- _THE TASK_:
Rewrite every line of the items below as a numbered list, skipping blank lines. Leave the pictures out of your answer.

--- Begin ---

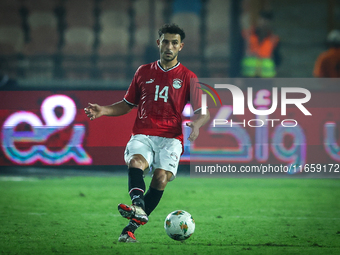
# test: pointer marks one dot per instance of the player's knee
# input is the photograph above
(160, 179)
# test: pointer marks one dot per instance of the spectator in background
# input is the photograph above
(261, 50)
(327, 64)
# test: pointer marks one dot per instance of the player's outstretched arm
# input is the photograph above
(196, 124)
(94, 111)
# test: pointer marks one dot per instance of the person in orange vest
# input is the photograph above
(327, 64)
(261, 56)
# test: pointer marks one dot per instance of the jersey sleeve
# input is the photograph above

--- End ---

- _WRITTEN ANSWER_:
1. # test: pointer marks one dot per instance of the player's knee
2. # input is the photograph above
3. (160, 179)
4. # test: pointer marks one dot per instance of the spectator in background
5. # input is the photograph above
6. (261, 50)
7. (327, 64)
8. # test: pointer marks one dot per instance of the player's outstretched arm
9. # input is the photograph above
10. (196, 124)
11. (94, 111)
12. # test: pointer marks one dot per instance of the person in orange vest
13. # input is the photograph above
14. (327, 64)
15. (261, 56)
16. # test: pointer marks one dot per instance of the jersey sleeve
17. # input is the photograph above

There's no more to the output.